#### EXTRACT PROVIDED
══════════

Following in footsteps of other states, Nevada could soon pay for donor breast milk for premature Medicaid babies

Megan Messerly
Megan Messerly
Health CareLegislature

Nevada may soon join a handful of states in paying for donor breast milk for low birth weight babies on Medicaid, though the proposal comes with a hefty price tag.

Republican state Sen. Scott Hammond is sponsoring a bill this session that would require Nevada Medicaid to pay for donor breast milk for babies who have a birth weight of 1,500 grams or less or certain intestinal problems, including a condition common to premature babies in which bacteria destroy the walls of the bowels. The proposal, which is up for a hearing in the Senate Health and Human Services Committee on Monday, is estimated to cost $24.9 million, including $8.8 million general fund dollars, over the two-year budget cycle.

══════════

#### GIVEN INFORMATION

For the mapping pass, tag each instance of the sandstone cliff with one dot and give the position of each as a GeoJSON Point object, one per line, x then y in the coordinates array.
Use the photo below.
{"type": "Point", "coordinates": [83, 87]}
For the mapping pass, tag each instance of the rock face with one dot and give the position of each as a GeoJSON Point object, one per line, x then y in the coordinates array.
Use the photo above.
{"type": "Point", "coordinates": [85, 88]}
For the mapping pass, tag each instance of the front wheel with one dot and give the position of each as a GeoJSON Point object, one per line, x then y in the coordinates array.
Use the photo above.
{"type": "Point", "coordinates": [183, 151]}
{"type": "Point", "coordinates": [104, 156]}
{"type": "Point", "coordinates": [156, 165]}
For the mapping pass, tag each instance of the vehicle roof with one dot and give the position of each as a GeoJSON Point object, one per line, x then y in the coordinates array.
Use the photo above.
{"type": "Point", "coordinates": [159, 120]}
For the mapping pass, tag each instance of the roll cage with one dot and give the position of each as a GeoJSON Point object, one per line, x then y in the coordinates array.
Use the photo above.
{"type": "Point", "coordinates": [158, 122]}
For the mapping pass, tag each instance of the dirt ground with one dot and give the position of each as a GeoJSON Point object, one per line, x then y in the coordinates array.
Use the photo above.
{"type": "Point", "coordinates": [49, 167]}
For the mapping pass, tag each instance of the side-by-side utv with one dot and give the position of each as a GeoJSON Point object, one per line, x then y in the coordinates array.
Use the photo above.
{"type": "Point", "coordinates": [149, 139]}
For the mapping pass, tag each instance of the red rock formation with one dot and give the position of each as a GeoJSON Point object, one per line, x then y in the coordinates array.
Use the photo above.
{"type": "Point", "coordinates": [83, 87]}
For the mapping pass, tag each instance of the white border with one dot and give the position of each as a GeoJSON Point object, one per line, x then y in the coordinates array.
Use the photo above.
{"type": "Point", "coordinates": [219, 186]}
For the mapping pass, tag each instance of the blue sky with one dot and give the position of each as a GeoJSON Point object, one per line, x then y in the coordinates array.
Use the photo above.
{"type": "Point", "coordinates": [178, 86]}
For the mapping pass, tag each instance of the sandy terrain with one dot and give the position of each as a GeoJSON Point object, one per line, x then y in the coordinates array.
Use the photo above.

══════════

#### EXERCISE REQUIREMENTS
a) Copy the passage of the donor breast milk article from "Nevada may soon" to "two-year budget cycle.".
b) Carry on the article about Nevada Medicaid paying for donor breast milk, starting after its last sentence.

#### EXPECTED RESULTS
a)
Nevada may soon join a handful of states in paying for donor breast milk for low birth weight babies on Medicaid, though the proposal comes with a hefty price tag.

Republican state Sen. Scott Hammond is sponsoring a bill this session that would require Nevada Medicaid to pay for donor breast milk for babies who have a birth weight of 1,500 grams or less or certain intestinal problems, including a condition common to premature babies in which bacteria destroy the walls of the bowels. The proposal, which is up for a hearing in the Senate Health and Human Services Committee on Monday, is estimated to cost $24.9 million, including $8.8 million general fund dollars, over the two-year budget cycle.

b)
Hammond said that he got the idea for the legislation from a donor breast milk company that recently relocated to Boulder City from Oregon. The company, Medolac, produces about 1,000 gallons of processed breast milk a month from donor mothers and serves more than 100 hospitals across the country, touting itself as the “only shelf-stable, ready to use breast milk product on the market” designed to last unopened at room temperature for up to three years.

Breastfeeding remains controversial among some U.S. policy makers — including those who, over the summer, tried to water down a resolution at the World Health Assembly encouraging the practice — despite the fact that the benefits of breastfeeding are widely acknowledged by the global medical community. In one study, researchers determined that breastfeeding could save 800,000 children’s lives as well as those of 20,000 mothers dying from breast and ovarian cancers worldwide.

But mothers who deliver prematurely often struggle to produce breast milk because of issues with babies suckling, medical complications and separation in an intensive care unit setting, and replacement donor milk can cost thousands of dollars a month without insurance. That can make breast milk cost prohibitive for low-income families, with traditional milk banks selling milk donated by mothers and then pasteurized at about $4.50 an ounce. A 2012 study found that of safety-net hospitals where more than 75 percent of patients are on Medicaid, only 13 percent regularly make donor breast milk available to premature babies in neonatal intensive care units, according to STAT News.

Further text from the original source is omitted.